→ **STORED ROWS**

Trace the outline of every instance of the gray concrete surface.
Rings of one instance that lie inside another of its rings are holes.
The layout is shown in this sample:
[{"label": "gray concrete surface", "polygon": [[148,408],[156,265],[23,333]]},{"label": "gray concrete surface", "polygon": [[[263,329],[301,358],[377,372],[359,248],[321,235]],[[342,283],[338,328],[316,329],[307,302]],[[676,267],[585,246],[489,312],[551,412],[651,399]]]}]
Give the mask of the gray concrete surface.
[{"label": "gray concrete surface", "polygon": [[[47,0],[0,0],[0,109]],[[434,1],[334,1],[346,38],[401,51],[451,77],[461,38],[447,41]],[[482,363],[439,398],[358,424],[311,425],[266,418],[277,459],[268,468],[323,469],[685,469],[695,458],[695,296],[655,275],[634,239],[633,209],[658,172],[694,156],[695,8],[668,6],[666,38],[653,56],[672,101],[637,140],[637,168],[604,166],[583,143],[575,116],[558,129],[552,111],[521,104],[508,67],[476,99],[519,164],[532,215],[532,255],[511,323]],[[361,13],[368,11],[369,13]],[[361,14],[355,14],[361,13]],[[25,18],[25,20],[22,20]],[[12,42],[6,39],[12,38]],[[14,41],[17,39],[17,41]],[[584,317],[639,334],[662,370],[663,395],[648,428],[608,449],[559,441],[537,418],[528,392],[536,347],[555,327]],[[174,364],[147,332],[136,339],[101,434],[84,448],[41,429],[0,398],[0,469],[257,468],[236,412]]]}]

→ **WRITTEN PROBLEM**
Reproduce every line of the material above verbatim, changing nothing.

→ **EXERCISE RESPONSE**
Trace the outline of every instance of the gray concrete surface.
Rings of one instance that lie inside another of its rings are holes.
The layout is shown in this sample:
[{"label": "gray concrete surface", "polygon": [[148,408],[156,265],[23,333]]},{"label": "gray concrete surface", "polygon": [[[263,329],[301,358],[377,372],[359,248],[321,235]],[[342,283],[338,328],[316,329],[307,302]],[[676,267],[585,246],[489,312],[551,412],[651,399]]]}]
Give the mask of the gray concrete surface.
[{"label": "gray concrete surface", "polygon": [[[47,0],[0,0],[0,109]],[[434,1],[334,1],[346,38],[401,51],[451,77],[461,38],[447,41]],[[482,363],[439,398],[358,424],[311,425],[266,418],[277,459],[268,468],[323,469],[685,469],[695,458],[695,296],[655,275],[634,239],[633,209],[658,172],[694,156],[695,8],[668,6],[666,38],[653,56],[672,101],[637,140],[637,168],[604,166],[583,143],[575,116],[558,129],[552,111],[521,104],[508,67],[476,99],[519,164],[532,215],[532,255],[511,323]],[[361,13],[368,11],[369,13]],[[361,14],[355,14],[361,13]],[[25,18],[25,20],[22,20]],[[12,42],[6,39],[12,38]],[[14,41],[17,39],[17,41]],[[584,317],[639,334],[662,370],[663,395],[648,428],[608,449],[559,441],[537,418],[528,392],[536,347],[555,327]],[[174,364],[147,332],[136,339],[101,434],[84,448],[41,429],[0,398],[0,469],[257,468],[236,412]]]}]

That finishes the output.